**Task statement**
Find each line in the records below that contains the word "mountain" and copy those lines out. Letter case matters when matching.

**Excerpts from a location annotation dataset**

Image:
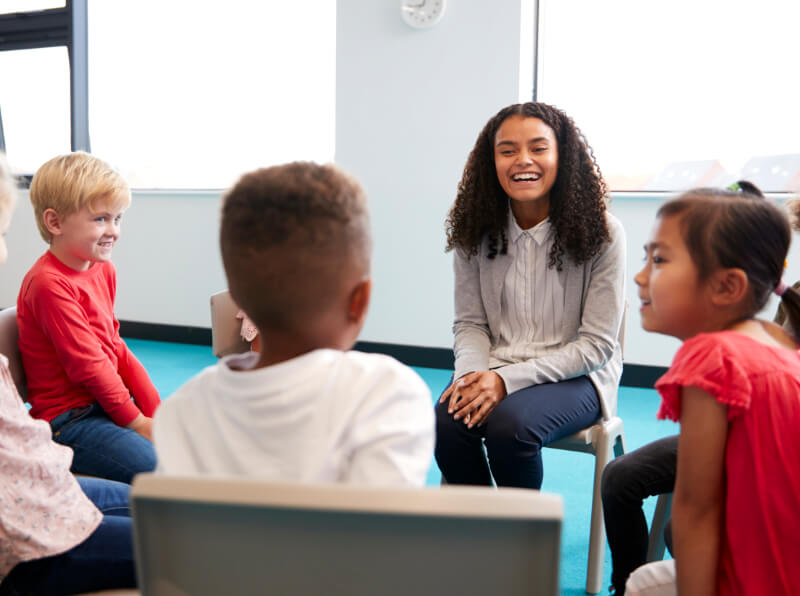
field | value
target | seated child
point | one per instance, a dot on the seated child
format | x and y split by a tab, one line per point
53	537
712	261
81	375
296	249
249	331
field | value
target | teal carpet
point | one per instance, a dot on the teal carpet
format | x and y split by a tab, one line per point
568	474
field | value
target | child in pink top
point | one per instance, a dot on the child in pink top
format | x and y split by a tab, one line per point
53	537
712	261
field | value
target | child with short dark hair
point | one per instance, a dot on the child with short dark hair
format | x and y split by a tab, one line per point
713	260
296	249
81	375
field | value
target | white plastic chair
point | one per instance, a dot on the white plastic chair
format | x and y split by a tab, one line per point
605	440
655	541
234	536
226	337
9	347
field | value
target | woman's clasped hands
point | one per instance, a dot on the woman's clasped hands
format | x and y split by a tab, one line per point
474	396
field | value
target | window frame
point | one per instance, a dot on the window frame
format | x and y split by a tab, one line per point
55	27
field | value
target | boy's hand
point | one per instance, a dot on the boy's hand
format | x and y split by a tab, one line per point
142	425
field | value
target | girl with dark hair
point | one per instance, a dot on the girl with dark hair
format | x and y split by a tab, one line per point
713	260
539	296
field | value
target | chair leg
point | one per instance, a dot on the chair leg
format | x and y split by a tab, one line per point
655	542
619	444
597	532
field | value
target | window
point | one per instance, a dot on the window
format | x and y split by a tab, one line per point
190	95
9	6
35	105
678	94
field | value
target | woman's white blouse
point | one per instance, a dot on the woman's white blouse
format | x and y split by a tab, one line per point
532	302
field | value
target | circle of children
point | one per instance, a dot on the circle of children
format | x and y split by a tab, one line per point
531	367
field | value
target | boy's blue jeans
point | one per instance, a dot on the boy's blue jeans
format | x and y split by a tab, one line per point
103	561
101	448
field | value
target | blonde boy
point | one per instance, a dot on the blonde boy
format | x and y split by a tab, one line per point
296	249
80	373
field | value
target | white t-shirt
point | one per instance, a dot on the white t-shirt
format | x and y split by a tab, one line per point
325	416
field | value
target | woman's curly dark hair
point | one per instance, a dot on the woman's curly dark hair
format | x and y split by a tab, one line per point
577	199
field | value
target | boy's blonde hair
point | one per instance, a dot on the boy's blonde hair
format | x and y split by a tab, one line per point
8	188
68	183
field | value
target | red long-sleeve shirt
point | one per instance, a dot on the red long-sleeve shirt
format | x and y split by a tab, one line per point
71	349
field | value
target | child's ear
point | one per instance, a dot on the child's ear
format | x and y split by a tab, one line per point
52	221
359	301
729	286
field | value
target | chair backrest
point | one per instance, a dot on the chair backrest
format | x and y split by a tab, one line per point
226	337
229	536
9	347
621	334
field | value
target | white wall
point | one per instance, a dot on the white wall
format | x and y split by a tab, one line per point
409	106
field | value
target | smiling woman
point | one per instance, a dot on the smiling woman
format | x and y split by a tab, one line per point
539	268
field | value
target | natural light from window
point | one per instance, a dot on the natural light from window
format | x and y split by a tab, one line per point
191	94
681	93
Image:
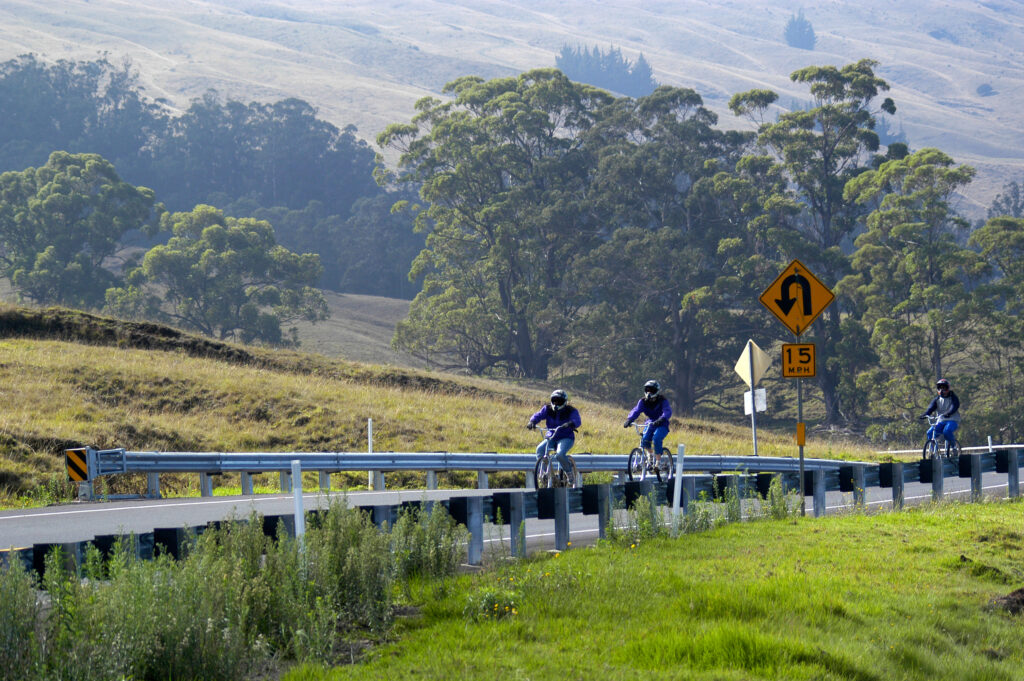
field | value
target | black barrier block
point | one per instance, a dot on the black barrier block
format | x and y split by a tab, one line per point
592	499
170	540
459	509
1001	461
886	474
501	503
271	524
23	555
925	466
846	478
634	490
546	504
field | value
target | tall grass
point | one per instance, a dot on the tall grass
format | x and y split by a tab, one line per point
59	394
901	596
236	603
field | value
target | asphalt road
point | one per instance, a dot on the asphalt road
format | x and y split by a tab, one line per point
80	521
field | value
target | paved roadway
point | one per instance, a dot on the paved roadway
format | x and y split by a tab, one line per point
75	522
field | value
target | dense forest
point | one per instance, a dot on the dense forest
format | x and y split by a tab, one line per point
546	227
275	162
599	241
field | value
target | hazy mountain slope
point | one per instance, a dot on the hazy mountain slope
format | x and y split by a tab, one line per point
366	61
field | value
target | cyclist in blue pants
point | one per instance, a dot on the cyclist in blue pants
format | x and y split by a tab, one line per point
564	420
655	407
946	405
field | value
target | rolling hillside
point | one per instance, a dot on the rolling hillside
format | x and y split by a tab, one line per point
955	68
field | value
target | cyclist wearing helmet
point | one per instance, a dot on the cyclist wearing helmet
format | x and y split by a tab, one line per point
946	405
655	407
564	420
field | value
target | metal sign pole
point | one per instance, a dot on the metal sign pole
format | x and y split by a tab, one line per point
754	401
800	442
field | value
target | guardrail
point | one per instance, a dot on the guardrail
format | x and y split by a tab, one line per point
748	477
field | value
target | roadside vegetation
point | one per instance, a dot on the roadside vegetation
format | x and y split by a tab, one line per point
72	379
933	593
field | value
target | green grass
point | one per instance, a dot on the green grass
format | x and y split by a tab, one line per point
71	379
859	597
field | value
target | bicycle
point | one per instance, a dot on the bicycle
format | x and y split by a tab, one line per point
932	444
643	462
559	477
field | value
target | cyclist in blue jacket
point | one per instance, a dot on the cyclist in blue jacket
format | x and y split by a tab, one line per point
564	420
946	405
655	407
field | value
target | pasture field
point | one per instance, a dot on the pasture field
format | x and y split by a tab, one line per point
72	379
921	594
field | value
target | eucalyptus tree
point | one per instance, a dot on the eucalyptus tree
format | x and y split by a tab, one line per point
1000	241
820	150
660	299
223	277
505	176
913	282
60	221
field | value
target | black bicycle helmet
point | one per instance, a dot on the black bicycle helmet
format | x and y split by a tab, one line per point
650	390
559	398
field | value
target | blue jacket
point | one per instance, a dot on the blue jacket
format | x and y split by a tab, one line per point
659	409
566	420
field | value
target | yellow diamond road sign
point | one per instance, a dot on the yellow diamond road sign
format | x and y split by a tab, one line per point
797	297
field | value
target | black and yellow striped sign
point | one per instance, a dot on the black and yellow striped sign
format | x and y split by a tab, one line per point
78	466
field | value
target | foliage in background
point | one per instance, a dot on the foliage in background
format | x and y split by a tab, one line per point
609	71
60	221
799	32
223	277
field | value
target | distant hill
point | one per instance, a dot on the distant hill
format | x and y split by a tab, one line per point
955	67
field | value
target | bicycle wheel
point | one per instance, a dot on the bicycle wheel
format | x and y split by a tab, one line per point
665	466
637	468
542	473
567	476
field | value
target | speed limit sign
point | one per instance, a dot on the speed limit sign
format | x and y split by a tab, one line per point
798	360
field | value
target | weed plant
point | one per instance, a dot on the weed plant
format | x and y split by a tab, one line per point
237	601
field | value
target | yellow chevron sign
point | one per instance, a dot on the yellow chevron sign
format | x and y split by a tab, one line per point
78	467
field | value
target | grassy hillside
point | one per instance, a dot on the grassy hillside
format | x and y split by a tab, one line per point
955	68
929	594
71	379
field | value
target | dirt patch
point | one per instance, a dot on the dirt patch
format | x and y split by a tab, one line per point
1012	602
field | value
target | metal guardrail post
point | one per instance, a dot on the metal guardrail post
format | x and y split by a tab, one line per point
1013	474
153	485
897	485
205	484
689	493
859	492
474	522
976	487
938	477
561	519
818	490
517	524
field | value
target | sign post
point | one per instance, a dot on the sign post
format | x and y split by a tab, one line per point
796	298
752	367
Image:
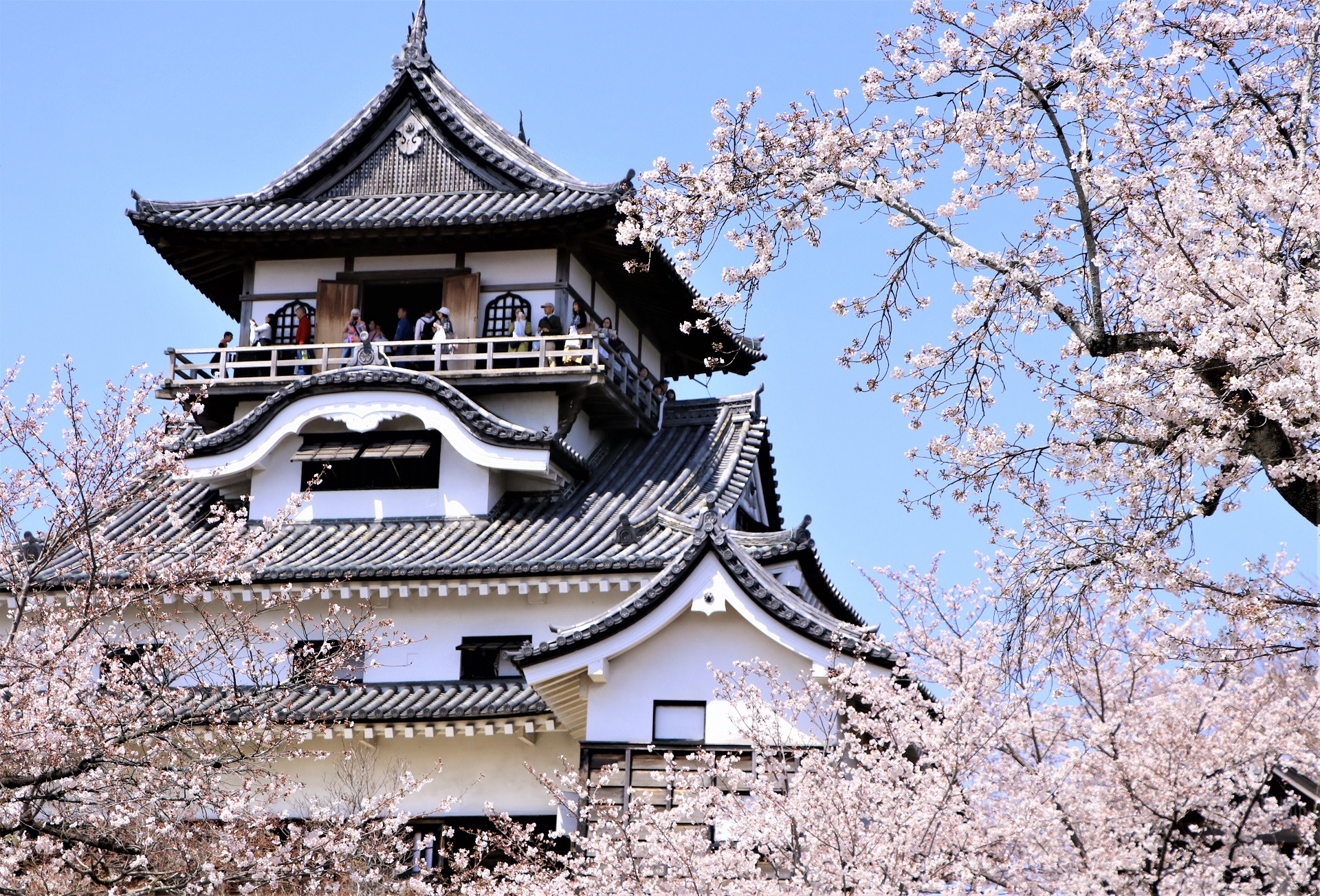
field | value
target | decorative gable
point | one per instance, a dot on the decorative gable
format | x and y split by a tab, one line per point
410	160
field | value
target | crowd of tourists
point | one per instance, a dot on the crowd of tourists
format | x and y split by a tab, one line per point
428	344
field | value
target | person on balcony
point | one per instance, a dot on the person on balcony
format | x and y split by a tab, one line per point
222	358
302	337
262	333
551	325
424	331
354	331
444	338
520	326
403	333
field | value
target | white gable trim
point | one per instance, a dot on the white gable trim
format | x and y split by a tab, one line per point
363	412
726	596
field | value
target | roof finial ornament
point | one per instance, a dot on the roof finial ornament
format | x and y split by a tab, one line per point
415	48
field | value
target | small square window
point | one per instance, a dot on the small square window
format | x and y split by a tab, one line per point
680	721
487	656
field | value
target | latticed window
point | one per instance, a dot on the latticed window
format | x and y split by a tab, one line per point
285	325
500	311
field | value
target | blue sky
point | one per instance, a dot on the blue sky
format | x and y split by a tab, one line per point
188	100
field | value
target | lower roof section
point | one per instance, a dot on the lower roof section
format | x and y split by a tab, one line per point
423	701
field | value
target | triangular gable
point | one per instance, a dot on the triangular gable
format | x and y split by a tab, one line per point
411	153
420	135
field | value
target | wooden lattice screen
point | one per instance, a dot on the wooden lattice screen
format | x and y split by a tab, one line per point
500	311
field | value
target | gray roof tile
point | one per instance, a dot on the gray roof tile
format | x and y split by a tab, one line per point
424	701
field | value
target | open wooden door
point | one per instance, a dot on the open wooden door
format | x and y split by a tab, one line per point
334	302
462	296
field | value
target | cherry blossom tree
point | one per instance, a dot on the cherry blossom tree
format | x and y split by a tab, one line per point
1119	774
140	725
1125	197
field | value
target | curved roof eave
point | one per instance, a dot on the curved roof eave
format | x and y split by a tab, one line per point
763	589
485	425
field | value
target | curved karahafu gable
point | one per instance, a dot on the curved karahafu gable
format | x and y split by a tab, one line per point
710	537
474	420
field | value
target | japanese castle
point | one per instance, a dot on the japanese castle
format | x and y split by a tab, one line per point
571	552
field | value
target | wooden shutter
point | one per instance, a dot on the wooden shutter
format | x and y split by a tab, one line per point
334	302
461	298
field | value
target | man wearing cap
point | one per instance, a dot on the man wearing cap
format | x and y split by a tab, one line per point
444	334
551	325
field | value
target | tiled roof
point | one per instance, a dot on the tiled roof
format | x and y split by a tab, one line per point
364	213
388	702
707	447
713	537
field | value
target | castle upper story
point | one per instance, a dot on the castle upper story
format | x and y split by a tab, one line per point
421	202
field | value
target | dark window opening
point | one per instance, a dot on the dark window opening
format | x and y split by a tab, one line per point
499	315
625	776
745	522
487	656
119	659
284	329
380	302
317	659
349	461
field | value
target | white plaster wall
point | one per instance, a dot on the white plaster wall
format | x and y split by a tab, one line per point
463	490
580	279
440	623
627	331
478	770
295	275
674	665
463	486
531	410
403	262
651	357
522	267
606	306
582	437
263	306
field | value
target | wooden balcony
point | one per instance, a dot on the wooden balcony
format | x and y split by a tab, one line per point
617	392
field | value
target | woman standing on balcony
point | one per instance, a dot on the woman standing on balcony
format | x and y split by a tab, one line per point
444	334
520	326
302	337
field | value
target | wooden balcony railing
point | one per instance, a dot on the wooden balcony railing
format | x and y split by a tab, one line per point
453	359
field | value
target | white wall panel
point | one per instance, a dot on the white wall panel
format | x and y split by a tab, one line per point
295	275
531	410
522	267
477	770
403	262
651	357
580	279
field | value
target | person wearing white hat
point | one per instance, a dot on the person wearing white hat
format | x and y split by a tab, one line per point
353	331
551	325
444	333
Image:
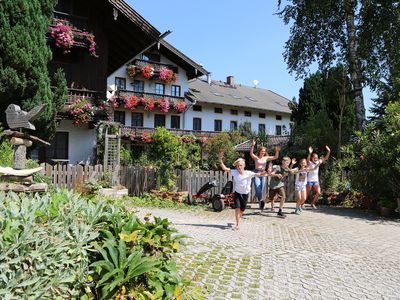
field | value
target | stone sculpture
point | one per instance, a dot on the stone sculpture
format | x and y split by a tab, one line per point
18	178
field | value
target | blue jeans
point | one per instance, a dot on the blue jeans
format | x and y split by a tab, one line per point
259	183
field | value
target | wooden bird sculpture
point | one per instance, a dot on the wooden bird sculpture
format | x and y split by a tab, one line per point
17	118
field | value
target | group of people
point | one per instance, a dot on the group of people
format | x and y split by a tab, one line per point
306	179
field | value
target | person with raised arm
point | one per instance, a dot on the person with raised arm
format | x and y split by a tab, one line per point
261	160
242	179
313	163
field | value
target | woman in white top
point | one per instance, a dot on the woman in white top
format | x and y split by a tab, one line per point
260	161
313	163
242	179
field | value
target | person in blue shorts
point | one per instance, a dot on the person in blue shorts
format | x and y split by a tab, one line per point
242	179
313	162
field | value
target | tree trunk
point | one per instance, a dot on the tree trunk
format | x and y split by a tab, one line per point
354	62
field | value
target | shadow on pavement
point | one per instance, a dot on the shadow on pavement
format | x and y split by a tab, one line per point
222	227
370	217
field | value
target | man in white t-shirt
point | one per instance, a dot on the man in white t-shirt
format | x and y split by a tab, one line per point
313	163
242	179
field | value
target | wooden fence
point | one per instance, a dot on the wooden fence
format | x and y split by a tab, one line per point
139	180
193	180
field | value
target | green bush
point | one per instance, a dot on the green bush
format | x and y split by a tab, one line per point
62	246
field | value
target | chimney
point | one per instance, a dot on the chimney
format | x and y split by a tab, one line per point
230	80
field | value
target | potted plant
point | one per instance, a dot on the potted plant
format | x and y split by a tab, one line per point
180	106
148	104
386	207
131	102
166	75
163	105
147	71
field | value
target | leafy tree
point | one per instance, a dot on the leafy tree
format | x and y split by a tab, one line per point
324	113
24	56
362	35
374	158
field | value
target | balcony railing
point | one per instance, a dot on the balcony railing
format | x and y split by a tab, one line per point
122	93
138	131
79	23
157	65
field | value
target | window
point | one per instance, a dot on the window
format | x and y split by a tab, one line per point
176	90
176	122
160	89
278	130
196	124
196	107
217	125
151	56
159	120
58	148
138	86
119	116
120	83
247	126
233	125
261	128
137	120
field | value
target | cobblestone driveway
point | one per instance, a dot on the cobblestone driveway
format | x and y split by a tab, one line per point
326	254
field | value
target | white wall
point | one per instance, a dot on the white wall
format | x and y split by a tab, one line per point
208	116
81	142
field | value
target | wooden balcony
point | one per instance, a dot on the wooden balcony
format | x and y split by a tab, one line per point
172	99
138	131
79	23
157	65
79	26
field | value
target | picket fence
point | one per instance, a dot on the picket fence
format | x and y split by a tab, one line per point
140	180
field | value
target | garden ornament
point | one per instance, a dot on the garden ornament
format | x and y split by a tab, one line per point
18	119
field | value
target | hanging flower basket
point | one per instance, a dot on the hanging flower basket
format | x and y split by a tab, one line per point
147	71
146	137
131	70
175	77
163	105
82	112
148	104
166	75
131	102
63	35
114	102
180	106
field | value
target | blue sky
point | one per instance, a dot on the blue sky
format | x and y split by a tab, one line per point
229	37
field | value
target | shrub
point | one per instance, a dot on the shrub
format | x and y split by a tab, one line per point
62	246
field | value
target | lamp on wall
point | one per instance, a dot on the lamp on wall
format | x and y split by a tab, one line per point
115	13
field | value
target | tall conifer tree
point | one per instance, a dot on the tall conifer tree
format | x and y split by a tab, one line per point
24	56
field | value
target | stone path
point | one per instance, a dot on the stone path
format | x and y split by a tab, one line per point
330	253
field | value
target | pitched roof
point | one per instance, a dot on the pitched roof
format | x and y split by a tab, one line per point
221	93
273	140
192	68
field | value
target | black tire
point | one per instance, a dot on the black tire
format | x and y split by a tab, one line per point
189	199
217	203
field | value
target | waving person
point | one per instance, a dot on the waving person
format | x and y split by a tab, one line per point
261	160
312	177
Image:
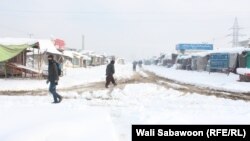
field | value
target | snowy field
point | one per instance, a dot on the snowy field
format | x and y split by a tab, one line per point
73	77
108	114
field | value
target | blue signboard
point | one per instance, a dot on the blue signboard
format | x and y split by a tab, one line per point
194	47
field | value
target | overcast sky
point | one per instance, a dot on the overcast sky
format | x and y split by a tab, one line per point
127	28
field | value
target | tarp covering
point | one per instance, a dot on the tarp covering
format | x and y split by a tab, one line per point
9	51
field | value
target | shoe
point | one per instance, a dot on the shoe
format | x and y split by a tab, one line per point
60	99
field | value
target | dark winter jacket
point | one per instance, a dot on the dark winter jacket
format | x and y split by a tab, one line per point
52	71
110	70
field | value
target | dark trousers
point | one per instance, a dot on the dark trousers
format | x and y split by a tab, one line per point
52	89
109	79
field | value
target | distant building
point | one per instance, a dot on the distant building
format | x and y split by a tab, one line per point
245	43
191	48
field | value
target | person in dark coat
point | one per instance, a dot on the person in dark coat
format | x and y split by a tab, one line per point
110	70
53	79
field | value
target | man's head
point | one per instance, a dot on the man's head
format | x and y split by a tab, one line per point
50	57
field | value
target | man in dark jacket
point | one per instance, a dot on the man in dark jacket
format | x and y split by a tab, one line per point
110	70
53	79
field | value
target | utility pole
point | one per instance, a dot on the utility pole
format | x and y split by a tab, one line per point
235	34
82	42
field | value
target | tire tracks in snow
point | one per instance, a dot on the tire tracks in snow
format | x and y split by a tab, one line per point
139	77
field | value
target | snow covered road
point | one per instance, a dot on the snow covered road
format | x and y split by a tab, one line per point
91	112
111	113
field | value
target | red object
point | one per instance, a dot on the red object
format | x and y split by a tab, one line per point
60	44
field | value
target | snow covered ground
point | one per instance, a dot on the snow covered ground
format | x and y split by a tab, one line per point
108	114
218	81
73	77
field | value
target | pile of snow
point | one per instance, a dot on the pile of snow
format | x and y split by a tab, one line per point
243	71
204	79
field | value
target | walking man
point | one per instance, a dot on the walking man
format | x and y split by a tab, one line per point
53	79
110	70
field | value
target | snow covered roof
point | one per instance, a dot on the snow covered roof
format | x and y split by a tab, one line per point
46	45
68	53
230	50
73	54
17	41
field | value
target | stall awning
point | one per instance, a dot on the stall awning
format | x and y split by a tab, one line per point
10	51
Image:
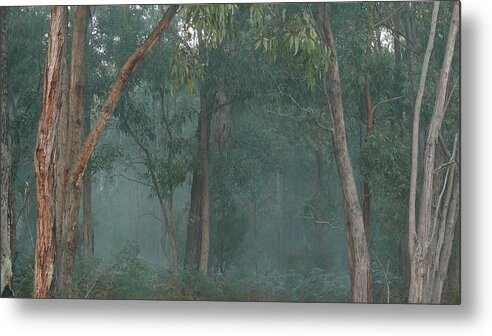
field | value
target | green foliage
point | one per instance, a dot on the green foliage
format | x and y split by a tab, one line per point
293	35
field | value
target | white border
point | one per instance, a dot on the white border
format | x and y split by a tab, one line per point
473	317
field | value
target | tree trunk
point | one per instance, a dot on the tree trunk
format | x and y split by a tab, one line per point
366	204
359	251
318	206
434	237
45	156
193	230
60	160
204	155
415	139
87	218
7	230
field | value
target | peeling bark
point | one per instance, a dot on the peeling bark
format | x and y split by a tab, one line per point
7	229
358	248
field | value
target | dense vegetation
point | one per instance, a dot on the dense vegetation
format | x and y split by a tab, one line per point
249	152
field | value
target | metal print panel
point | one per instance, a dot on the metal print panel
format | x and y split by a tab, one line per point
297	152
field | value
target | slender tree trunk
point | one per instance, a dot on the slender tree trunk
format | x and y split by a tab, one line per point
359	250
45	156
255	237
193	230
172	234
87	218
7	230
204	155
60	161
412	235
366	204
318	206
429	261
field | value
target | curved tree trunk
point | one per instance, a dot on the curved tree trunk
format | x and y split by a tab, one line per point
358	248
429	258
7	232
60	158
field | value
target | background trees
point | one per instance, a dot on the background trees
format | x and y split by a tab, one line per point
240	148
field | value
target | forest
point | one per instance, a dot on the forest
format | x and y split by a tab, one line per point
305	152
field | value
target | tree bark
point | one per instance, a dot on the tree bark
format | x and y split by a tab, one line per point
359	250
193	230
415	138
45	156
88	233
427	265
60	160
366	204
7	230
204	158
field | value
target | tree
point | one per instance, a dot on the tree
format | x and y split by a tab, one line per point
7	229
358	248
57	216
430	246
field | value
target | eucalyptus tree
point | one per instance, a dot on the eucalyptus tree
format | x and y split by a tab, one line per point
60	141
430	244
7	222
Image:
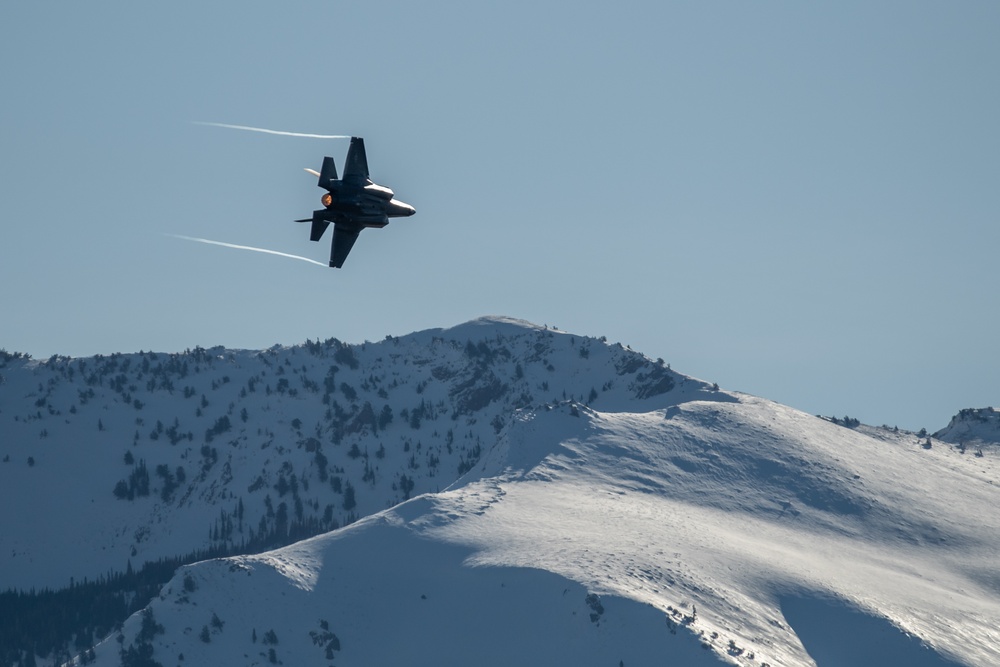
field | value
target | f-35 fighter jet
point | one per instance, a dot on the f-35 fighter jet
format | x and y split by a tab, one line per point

**Completed task**
target | hazy mountain slope
point | one per instance, a dot on the hazy mountain slope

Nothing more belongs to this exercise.